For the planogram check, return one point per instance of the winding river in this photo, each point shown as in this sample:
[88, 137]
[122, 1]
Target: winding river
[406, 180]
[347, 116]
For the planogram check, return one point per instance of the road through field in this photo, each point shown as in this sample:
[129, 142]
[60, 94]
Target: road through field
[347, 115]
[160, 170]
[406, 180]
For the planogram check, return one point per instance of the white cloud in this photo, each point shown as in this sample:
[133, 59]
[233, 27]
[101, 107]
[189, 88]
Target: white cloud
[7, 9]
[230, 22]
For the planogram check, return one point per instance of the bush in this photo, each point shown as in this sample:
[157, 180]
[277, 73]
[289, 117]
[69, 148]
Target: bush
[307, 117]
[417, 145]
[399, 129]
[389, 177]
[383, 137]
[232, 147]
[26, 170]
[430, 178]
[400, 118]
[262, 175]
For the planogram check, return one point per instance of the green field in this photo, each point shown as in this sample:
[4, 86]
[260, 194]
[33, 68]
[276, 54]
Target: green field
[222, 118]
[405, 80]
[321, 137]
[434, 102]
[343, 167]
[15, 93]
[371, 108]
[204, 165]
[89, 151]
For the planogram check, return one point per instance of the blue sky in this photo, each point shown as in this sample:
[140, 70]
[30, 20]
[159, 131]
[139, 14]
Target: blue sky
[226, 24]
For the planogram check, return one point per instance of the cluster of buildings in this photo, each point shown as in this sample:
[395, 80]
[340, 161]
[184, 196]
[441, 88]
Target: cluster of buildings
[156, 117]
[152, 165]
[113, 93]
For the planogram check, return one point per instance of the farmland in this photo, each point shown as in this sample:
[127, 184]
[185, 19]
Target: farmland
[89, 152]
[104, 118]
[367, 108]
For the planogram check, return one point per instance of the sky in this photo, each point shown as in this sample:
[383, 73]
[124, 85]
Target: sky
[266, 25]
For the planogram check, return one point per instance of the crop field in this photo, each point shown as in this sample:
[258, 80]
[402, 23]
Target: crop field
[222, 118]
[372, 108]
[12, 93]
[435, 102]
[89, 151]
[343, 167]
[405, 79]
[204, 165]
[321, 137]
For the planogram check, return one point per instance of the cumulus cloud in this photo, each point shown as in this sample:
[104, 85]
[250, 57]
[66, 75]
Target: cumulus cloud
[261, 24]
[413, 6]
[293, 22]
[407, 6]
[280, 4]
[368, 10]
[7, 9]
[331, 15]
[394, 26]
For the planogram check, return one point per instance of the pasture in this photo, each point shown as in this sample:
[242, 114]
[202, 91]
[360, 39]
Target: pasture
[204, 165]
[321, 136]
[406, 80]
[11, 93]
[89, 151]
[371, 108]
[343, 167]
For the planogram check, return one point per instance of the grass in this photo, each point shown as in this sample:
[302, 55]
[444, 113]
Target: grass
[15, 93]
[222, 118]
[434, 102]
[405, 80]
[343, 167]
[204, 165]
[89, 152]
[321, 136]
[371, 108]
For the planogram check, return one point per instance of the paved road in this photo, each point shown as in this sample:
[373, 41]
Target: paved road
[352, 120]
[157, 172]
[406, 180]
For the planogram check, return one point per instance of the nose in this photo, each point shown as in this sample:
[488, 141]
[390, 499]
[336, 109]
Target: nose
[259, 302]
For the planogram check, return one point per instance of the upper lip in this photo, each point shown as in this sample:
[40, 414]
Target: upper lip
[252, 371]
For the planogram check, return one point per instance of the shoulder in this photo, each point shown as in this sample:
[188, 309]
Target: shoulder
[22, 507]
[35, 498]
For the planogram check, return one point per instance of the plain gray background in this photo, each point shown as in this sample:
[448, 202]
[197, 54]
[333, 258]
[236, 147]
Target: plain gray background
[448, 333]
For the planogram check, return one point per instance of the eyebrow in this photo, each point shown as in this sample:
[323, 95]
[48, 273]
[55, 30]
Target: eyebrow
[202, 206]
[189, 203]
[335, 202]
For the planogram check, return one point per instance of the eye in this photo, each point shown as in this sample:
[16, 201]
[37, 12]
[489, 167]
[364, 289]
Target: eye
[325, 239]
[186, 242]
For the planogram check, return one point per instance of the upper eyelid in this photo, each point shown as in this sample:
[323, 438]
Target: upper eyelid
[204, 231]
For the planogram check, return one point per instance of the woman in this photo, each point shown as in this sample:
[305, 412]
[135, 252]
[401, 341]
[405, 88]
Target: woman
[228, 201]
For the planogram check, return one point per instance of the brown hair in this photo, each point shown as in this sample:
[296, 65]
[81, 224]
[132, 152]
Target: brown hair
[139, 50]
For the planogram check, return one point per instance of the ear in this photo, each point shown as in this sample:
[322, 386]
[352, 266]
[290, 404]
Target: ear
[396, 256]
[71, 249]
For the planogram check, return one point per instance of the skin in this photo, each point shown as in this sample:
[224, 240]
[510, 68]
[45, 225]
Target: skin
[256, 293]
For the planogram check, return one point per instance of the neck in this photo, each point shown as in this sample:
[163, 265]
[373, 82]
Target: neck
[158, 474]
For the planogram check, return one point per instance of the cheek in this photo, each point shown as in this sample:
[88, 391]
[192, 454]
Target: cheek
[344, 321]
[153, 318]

______________________________

* To do
Once you have read the entries, reproduce each one exactly.

* Completed task
For the planogram check, return one point per instance of the winding river in this photo, each point shown as in this sample:
[88, 137]
[122, 1]
Target: winding river
[406, 180]
[347, 116]
For the planogram check, return one point per instance of the road through field in this photo, each point shown as in this sample:
[129, 142]
[60, 94]
Target: road through field
[347, 115]
[160, 170]
[406, 180]
For the planogram check, return one point per instance of the white cloud in this photo, each point shown as in this sample:
[133, 59]
[233, 27]
[101, 107]
[189, 88]
Target: white cloud
[7, 9]
[230, 22]
For the planogram check, return one point per instance of the bush in this photo, each point shown as in this sample:
[157, 180]
[277, 73]
[289, 117]
[69, 148]
Target: bush
[307, 117]
[417, 145]
[399, 129]
[389, 177]
[383, 137]
[232, 147]
[26, 170]
[430, 178]
[400, 118]
[262, 175]
For the planogram check, return one point per instance of the green field in this photo, each point shown as in this sample:
[4, 86]
[260, 194]
[33, 68]
[276, 54]
Target: green field
[222, 118]
[405, 80]
[321, 137]
[434, 102]
[343, 167]
[15, 93]
[371, 108]
[204, 165]
[89, 151]
For the planogram check, return one point per instance of the blue sky in this photo, each point shown as in this sample:
[140, 70]
[30, 20]
[159, 131]
[139, 14]
Target: blue sky
[226, 24]
For the planogram check, return one point per instance of the cluster of buildings in this photo, each point shown as in this sample:
[395, 80]
[340, 161]
[184, 196]
[441, 88]
Target: cluster of buildings
[156, 117]
[152, 165]
[113, 93]
For the planogram check, return one point per instance of the farmland in this photo, each point shown as in this sample:
[127, 184]
[185, 19]
Target: farmland
[89, 152]
[104, 118]
[367, 108]
For the planogram check, return one point per instance of the sky in this photo, each point shown as in this sample:
[383, 73]
[124, 85]
Target: sky
[266, 25]
For the planogram check, return one point per instance of the crop field in this photo, each point shown as in this sample:
[258, 80]
[402, 23]
Target: crop field
[222, 118]
[372, 108]
[12, 93]
[435, 102]
[89, 151]
[343, 167]
[405, 79]
[204, 165]
[321, 137]
For the planogram check, return one point per instance of the cumulus cloud in this photo, each point shown as in this sample:
[104, 85]
[250, 57]
[66, 75]
Target: cumulus cloud
[261, 24]
[413, 6]
[293, 22]
[407, 6]
[280, 4]
[368, 10]
[7, 9]
[331, 15]
[394, 26]
For the planogram check, return one point per instance of the pasture in this photo, each point shown as in this sample:
[242, 114]
[202, 91]
[360, 39]
Target: pasture
[204, 165]
[321, 136]
[406, 80]
[11, 93]
[89, 151]
[371, 108]
[343, 167]
For the planogram check, return one point per instance of the grass in this photo, each point shown as in this sample:
[302, 55]
[444, 113]
Target: grass
[15, 93]
[222, 118]
[434, 102]
[405, 80]
[343, 167]
[204, 165]
[89, 152]
[321, 136]
[371, 108]
For the planogram check, return one point per instance of the paved road in this photo, each point shown as in this sample:
[373, 41]
Target: paved road
[352, 120]
[157, 172]
[406, 180]
For the planogram check, return one point per instance of the nose in this photo, each point shown as in this sample:
[488, 141]
[390, 499]
[336, 109]
Target: nose
[259, 302]
For the planogram check, return one point per instance of the upper lip in this photo, each point shown as in this sample:
[40, 414]
Target: upper lip
[252, 371]
For the planogram check, return one point per instance of the shoulder in this photo, each point shown as in this sample:
[188, 309]
Target: shoulder
[22, 507]
[35, 498]
For the planogram check, return one point per instance of the plain gray background in this photo, each point shown as in this sample:
[448, 202]
[197, 54]
[333, 258]
[236, 147]
Target: plain gray background
[448, 333]
For the planogram check, return one point per instance of the eyebrow in this photo, each point shown as in this sample:
[323, 95]
[48, 273]
[55, 30]
Target: eyebrow
[202, 206]
[189, 203]
[335, 202]
For the planogram check, return one point per instance of the eye in this photo, each point shown as in this sample:
[16, 201]
[37, 12]
[489, 167]
[364, 289]
Target: eye
[325, 239]
[186, 242]
For the planogram check, return one point per instance of the upper eyelid in this photo, each point shown as in this sample:
[323, 438]
Target: upper eyelid
[204, 231]
For the planogram check, return one point per instance of the woman in this photo, each point shown as in this sample:
[305, 412]
[135, 252]
[401, 341]
[405, 88]
Target: woman
[228, 201]
For the planogram check, return one point per instance of the brown hair in this photo, each point shown as in this sample:
[296, 65]
[81, 224]
[132, 152]
Target: brown hair
[139, 50]
For the planogram check, return one point per instance of the ear in this photo, each point shown as in this sample:
[322, 386]
[352, 266]
[290, 404]
Target: ear
[396, 256]
[71, 249]
For the planogram check, return one point per instance of the skin in this photo, each point shown as in this sample:
[224, 240]
[510, 68]
[45, 225]
Target: skin
[256, 293]
For the planogram check, return one point per instance of the neck in this photo, each point shown as in this sample:
[163, 265]
[373, 82]
Target: neck
[158, 474]
For the planogram check, return one point per instance of the cheek in this photo, each point shown as in this sample:
[88, 391]
[192, 454]
Target: cheek
[344, 321]
[153, 318]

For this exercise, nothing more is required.